In Birmingham Cathedral there is a memorial which reminds us of the cause for which British soldiers fought in the American War. The memorial is to Peter Oliver, who was His Majesty's Chief Justice in the Province of Massachusetts Bay, 1771-1775. Oliver departed his native Massachusetts in 1776, settling in England, where he wrote his Origin and Progress of the American Rebellion (1781). The memorial states, "Nothing could dissolve his attachment to the British Government, nor lessen his Love & Loyalty to his Sovereign". 

Here and there in parish churches in these Islands are found memorials to individuals who fell in the American War. In All Hallows Church, Seaton, the Monckton family memorial commemorates Henry, "who fell at the Battle of Monmouth Court House in America on the 28th June 1778". Henry's mortal remains rest close to the battle field in New Jersey. The headstone reads, "Lt. Col. Henry Monckton who on the plains of Monmouth 28 June 1778 sealed with his life his duty and devotion to his king and country".

We started at Old North Church and to there we return. Shortly after Lexington and Concord was the Battle of Bunker Hill. Amongst the British fallen was Major John Pictcairn, the son of a Church of Scotland minister. He was buried in Old North Church. The Boston Episcopal church that "lit the way for the American Revolution" gave Christian burial to a British officer, serving the Crown, and - according to one source - "some who held commands under the Major". 

I have said that Publick Religion, on both sides of the Atlantic, should commemorate those who fought and died for their respective constitutional allegiances during 1775-83. Partly this reflects what Richard Hooker, referring to Christian burial, describes as "that love towards the partie deceased which nature requireth" (LEP V.75.1). Likewise, there is, in the polity, a natural duty to respectfully commemorate those who heeded the call of the constitutional order in a time war. This reflects the truth that, in Burke's words, "Society is, indeed, a contract ... a partnership not only between those who are living, but between those who are living, those who are dead, and those who are to be born". It is a natural duty to honour those who defended the constitutional allegiance which shapes our common life in the polity.

* * * * * * * * *

• _The tasks_:
• 1. Repeat word for word the passage of the text on American War memorials starting at "I have said" and ending at "in the polity.".
• 2. Go on with the text on American War memorials, picking up right after its final sentence.

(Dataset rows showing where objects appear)
* * * * * * * * *

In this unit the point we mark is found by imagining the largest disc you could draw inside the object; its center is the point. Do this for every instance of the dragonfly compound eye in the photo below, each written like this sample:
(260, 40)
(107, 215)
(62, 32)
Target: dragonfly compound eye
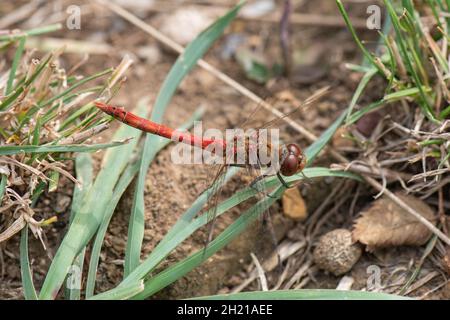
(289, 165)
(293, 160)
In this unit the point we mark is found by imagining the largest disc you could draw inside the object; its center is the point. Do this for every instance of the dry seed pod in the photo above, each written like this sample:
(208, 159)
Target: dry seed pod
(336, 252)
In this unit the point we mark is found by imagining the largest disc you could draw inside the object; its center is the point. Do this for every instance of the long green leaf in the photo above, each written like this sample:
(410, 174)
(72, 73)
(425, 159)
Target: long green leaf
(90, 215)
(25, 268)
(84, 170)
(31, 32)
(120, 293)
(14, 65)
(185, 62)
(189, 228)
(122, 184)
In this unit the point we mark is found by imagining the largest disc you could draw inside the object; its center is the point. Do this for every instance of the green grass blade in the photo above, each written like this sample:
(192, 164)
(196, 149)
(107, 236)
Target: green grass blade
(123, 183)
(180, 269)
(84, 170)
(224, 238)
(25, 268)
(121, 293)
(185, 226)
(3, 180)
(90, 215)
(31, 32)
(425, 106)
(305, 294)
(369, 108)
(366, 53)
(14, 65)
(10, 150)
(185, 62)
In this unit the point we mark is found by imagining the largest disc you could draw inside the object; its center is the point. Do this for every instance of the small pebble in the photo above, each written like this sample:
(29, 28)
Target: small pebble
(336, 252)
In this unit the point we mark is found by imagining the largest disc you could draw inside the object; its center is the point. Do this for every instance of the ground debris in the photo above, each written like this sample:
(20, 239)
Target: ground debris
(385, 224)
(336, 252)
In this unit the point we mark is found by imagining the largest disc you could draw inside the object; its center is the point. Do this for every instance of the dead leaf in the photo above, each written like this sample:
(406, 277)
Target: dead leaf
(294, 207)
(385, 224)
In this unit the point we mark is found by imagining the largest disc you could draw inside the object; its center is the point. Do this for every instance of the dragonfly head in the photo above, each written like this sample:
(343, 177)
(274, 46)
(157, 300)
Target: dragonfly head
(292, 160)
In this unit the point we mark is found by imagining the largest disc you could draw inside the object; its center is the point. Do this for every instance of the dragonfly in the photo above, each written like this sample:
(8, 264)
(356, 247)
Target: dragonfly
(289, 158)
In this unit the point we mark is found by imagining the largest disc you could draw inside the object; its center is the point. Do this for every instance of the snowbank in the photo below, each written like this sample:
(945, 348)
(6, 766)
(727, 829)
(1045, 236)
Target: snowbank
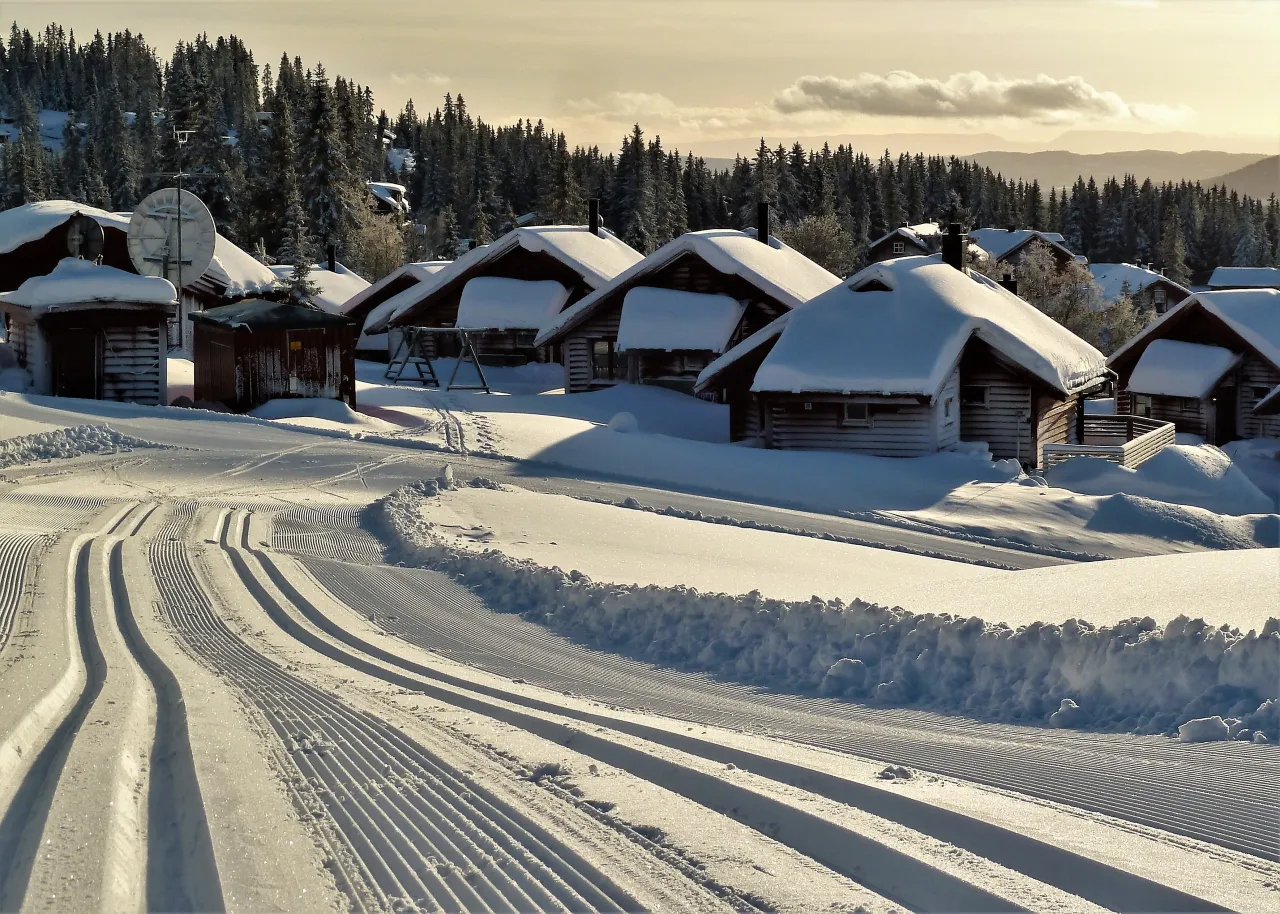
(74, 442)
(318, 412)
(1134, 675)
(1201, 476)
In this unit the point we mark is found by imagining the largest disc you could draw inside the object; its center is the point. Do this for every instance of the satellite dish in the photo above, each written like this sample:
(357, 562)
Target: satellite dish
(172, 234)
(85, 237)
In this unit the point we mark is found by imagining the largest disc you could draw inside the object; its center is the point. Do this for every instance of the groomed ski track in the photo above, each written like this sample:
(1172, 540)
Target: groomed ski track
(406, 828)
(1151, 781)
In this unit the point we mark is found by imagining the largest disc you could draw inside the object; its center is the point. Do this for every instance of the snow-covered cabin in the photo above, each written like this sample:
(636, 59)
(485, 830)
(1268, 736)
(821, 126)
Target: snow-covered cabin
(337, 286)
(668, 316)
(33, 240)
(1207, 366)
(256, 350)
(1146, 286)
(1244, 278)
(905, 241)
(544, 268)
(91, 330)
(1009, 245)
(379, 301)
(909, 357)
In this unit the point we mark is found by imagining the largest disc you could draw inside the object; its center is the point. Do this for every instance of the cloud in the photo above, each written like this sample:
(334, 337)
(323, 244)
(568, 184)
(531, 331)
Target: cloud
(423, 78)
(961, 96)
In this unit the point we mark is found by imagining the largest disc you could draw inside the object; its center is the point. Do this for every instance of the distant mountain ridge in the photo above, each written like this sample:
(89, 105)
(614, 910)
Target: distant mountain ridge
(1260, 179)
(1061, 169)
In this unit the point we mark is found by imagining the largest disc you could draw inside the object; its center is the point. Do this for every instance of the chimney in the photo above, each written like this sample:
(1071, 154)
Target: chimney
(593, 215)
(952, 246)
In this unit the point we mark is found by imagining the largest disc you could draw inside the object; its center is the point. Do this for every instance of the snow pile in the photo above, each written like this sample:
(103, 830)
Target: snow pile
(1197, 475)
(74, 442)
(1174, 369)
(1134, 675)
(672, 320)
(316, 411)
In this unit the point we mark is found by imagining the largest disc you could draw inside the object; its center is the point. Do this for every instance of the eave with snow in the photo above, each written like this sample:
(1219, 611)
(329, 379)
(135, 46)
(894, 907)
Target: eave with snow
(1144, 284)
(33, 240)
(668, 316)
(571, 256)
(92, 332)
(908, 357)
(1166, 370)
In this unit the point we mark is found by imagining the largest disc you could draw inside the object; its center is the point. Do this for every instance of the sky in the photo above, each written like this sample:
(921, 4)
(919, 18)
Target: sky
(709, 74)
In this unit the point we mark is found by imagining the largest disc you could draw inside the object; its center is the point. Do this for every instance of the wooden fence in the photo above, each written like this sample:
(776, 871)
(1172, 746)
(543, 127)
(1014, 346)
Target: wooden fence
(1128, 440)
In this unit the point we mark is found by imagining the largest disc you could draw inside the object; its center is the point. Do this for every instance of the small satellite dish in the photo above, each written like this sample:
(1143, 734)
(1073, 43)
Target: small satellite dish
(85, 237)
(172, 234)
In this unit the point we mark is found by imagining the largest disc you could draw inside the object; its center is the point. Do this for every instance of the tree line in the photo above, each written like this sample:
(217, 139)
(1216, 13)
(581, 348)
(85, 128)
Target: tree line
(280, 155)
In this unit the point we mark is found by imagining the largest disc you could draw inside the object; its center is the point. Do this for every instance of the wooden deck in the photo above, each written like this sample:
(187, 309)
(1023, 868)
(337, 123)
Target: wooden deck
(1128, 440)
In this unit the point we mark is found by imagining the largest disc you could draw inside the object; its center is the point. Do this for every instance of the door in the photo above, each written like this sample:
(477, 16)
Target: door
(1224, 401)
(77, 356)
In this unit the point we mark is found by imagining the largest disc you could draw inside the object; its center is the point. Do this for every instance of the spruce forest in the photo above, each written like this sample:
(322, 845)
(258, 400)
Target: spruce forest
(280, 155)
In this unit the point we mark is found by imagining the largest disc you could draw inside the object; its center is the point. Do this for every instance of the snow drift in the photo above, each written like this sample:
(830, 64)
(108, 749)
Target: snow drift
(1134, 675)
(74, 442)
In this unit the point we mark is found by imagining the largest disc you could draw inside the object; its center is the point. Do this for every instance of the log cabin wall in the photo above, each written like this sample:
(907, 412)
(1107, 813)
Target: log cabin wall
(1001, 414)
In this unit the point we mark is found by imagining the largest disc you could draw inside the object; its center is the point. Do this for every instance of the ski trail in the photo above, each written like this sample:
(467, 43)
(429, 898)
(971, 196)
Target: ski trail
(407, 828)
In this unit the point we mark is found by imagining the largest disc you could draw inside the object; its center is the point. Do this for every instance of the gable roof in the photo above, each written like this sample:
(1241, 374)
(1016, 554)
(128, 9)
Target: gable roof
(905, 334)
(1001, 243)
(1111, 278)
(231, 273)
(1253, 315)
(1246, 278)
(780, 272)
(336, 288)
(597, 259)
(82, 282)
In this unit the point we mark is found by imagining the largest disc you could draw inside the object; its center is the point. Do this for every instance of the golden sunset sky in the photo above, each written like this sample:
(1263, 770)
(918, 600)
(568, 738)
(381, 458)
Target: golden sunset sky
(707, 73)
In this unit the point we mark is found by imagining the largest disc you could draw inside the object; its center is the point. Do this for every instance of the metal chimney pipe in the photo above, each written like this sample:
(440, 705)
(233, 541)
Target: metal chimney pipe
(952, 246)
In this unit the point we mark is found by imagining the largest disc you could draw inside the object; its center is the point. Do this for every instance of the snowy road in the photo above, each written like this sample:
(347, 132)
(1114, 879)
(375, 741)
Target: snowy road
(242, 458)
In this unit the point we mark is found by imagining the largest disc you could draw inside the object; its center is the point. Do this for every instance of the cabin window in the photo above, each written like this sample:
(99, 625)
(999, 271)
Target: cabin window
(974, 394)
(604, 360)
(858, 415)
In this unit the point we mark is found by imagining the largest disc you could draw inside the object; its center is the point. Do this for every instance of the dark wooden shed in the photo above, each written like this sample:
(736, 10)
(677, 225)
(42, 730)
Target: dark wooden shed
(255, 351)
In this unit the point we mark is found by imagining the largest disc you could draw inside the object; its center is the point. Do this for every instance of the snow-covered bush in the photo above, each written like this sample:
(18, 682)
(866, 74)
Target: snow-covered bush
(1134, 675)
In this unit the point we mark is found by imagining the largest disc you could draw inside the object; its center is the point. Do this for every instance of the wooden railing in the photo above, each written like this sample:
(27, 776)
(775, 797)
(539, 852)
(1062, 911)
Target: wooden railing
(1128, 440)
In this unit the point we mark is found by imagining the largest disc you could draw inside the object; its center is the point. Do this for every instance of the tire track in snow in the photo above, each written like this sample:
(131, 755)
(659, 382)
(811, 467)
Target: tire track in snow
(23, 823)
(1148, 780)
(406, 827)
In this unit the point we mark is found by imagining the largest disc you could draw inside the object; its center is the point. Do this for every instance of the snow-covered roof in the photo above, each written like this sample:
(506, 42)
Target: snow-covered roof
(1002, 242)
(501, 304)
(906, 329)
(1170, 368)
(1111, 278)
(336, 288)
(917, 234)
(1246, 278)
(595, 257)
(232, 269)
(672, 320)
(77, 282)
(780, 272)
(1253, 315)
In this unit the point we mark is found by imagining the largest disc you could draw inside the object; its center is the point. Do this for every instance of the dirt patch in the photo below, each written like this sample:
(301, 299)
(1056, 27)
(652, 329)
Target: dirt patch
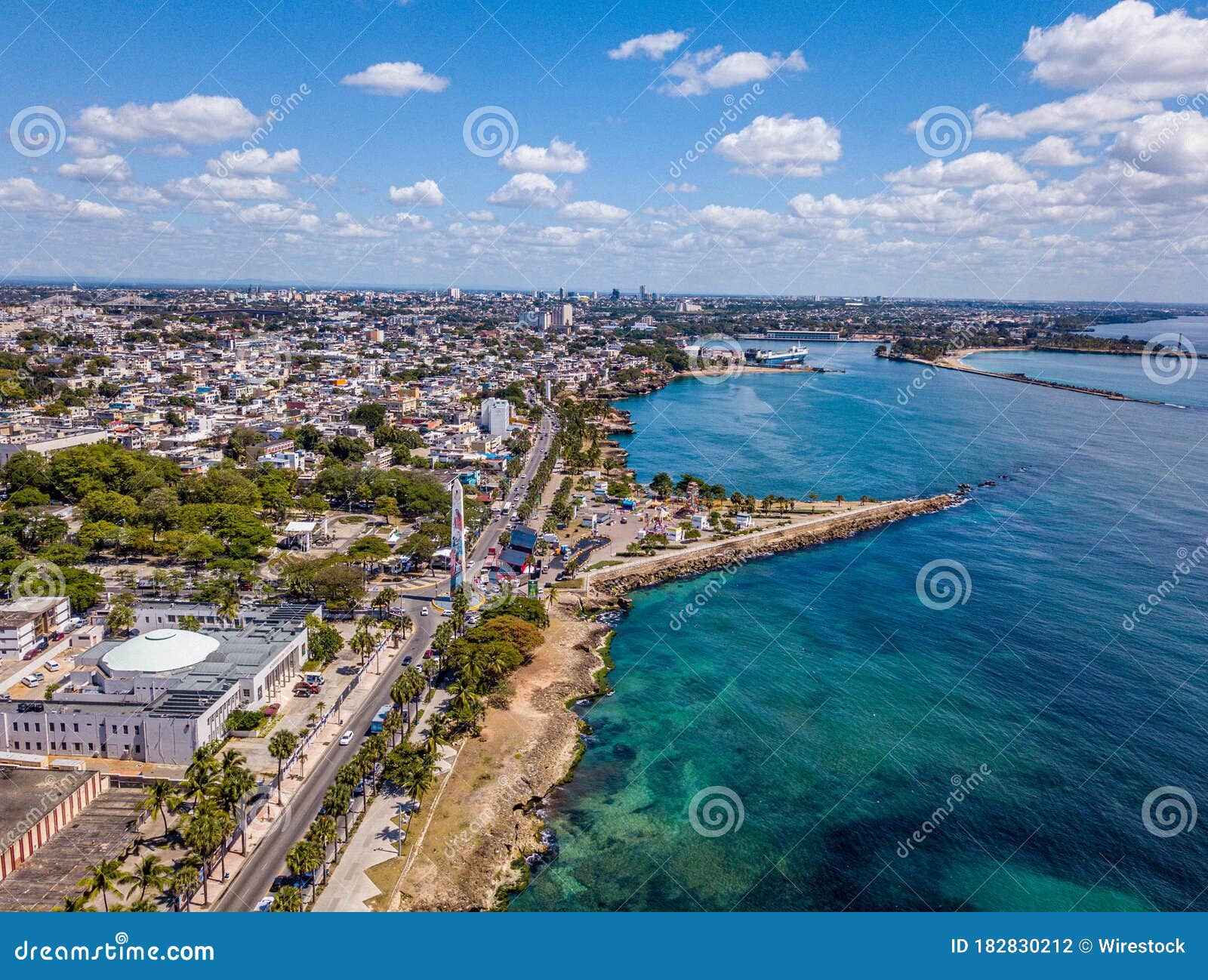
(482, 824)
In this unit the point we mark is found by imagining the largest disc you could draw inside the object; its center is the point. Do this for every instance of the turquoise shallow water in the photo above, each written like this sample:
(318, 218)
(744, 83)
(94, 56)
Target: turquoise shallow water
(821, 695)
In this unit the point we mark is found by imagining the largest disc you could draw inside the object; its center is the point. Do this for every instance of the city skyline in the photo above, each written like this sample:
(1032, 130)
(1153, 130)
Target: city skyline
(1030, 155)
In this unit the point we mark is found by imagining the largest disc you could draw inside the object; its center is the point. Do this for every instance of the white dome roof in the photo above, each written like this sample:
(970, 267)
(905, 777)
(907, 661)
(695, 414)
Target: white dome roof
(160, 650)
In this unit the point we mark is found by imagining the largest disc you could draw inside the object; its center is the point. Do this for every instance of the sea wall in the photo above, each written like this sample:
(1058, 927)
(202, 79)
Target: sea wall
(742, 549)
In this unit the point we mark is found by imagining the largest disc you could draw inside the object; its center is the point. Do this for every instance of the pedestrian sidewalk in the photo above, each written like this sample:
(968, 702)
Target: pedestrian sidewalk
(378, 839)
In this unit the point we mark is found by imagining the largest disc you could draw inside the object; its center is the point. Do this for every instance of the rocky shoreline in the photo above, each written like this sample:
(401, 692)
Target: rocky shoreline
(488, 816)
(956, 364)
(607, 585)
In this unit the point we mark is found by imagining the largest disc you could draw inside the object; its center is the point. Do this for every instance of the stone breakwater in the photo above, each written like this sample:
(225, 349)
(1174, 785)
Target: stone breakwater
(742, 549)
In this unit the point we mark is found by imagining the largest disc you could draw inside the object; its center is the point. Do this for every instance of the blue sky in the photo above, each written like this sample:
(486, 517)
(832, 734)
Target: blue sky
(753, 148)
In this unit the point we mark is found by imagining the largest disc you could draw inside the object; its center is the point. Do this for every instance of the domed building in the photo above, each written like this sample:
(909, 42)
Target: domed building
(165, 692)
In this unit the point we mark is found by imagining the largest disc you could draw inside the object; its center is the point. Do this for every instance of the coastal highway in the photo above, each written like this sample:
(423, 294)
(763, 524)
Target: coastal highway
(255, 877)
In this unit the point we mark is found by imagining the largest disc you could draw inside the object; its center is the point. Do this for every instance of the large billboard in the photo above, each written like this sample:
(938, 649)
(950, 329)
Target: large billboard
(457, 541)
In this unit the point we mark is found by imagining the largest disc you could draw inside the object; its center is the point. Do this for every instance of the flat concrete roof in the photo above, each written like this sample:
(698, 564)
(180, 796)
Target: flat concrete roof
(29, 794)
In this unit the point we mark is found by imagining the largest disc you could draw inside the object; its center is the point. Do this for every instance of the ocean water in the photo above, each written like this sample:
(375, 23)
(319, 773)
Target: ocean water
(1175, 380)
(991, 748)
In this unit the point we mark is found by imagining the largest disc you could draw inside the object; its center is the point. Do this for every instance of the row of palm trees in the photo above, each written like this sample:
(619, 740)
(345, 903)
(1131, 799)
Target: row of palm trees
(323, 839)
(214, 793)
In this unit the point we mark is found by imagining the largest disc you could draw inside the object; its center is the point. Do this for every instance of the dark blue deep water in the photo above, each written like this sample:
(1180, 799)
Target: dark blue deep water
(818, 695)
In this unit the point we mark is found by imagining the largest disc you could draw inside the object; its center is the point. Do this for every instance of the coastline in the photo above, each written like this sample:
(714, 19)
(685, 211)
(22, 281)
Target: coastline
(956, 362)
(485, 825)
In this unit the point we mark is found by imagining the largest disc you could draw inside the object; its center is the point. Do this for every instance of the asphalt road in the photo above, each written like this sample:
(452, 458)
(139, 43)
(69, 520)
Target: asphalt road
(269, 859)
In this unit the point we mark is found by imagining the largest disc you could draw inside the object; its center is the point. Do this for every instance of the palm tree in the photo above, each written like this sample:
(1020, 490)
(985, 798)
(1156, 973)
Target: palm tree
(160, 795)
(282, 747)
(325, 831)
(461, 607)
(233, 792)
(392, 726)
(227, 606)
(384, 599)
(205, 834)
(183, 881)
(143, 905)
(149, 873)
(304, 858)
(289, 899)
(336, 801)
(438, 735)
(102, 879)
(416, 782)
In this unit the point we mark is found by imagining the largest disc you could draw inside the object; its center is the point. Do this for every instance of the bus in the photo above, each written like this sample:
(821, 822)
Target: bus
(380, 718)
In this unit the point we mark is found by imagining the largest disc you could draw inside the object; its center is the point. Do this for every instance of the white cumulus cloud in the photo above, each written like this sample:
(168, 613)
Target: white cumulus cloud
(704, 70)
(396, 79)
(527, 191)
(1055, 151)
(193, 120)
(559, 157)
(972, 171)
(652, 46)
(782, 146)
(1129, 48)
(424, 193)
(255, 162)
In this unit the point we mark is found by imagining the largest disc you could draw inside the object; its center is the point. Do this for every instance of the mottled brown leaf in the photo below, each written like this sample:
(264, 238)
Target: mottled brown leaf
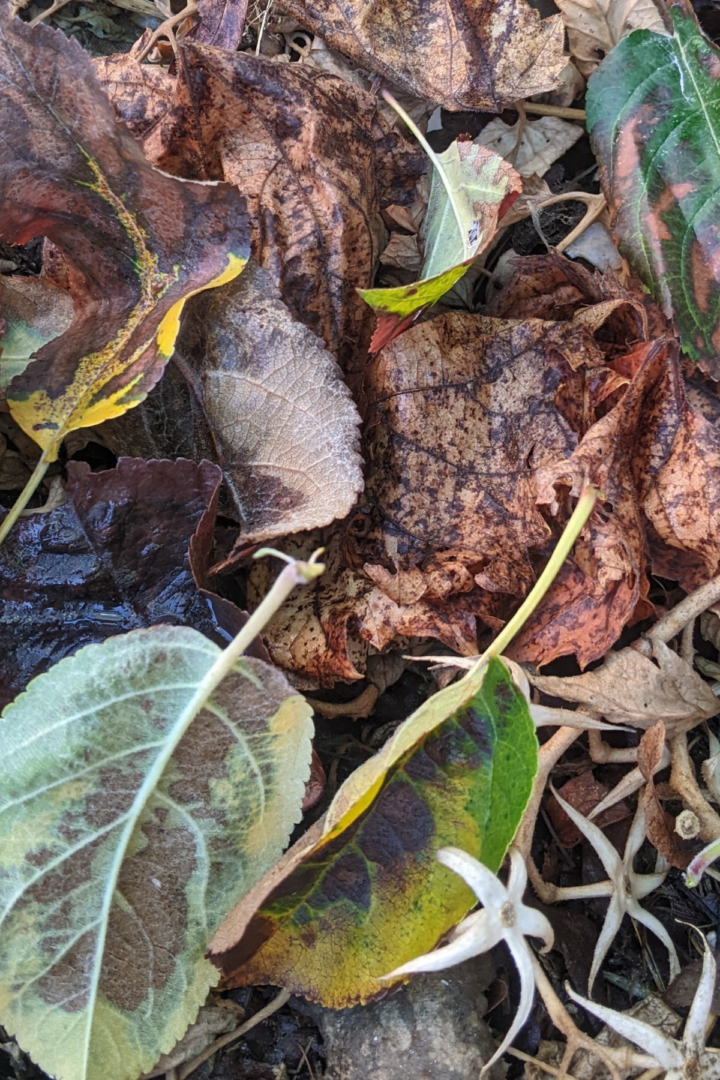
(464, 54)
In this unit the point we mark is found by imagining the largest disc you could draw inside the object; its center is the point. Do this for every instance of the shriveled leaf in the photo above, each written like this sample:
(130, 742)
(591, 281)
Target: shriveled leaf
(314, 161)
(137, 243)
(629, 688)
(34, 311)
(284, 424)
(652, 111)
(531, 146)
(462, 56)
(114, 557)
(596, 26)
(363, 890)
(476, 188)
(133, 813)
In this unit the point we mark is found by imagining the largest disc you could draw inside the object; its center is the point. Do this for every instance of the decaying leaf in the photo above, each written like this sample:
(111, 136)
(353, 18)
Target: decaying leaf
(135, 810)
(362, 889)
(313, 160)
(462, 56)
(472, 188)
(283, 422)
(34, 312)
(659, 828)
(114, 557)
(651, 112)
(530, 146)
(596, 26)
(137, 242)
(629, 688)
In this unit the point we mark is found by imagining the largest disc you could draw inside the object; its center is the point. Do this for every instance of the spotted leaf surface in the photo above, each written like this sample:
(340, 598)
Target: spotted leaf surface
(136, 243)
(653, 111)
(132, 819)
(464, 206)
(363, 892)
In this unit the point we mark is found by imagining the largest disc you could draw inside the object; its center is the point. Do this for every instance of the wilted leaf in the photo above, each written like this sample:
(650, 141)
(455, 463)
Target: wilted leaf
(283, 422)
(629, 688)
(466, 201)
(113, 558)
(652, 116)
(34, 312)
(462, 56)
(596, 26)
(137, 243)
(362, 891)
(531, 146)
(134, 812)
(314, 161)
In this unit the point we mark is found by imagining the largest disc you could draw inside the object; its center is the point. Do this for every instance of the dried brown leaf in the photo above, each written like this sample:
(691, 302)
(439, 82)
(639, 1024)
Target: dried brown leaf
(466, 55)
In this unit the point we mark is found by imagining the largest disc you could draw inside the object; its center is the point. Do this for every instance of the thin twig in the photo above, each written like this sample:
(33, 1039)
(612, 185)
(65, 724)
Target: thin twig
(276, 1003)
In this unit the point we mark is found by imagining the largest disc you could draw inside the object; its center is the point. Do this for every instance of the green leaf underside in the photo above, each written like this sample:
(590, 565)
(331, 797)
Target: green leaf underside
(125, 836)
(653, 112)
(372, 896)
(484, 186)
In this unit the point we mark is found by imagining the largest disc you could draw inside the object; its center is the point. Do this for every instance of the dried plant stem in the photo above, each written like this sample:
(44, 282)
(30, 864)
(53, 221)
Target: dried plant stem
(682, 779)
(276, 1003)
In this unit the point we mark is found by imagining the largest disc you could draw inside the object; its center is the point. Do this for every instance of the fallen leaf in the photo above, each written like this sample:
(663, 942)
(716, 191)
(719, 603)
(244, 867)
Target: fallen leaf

* * * * * * * * *

• _Results by task_:
• 1.
I have said that Publick Religion, on both sides of the Atlantic, should commemorate those who fought and died for their respective constitutional allegiances during 1775-83. Partly this reflects what Richard Hooker, referring to Christian burial, describes as "that love towards the partie deceased which nature requireth" (LEP V.75.1). Likewise, there is, in the polity, a natural duty to respectfully commemorate those who heeded the call of the constitutional order in a time war. This reflects the truth that, in Burke's words, "Society is, indeed, a contract ... a partnership not only between those who are living, but between those who are living, those who are dead, and those who are to be born". It is a natural duty to honour those who defended the constitutional allegiance which shapes our common life in the polity.

• 2.
It is also a matter of recognising those who shared our common faith. The vast majority of those who died in the Revolutionary War had been baptised in the name of the Holy Trinity. On the British side, the vast majority belonged to what were then the established Churches of these Kingdoms. On the Patriot side, significant numbers were members of the Church of England in what had been the American colonies. Clergy ministered in both armies, not least before battle, in death, and at the graveside. In the time of war, churches in both these Kingdoms and the new American States heeded the call of public authority to offer prayer for their respective forces. In this 250th anniversary year, commemorating those who served and died in the Revolutionary/American War is to give expression to what is said in the Prayer for the Church Militant:

And we also bless thy holy Name for all thy servants departed this life in thy faith and fear; beseeching thee to give us grace so to follow their good examples, that with them we may be partakers of thy heavenly kingdom ...

It is, then, to say that these sons of our Churches are not forgotten. 'Time, like an ever-rolling stream, Bears all its sons away': but even with the passage of the centuries, the Church remembers them with gratitude and charity.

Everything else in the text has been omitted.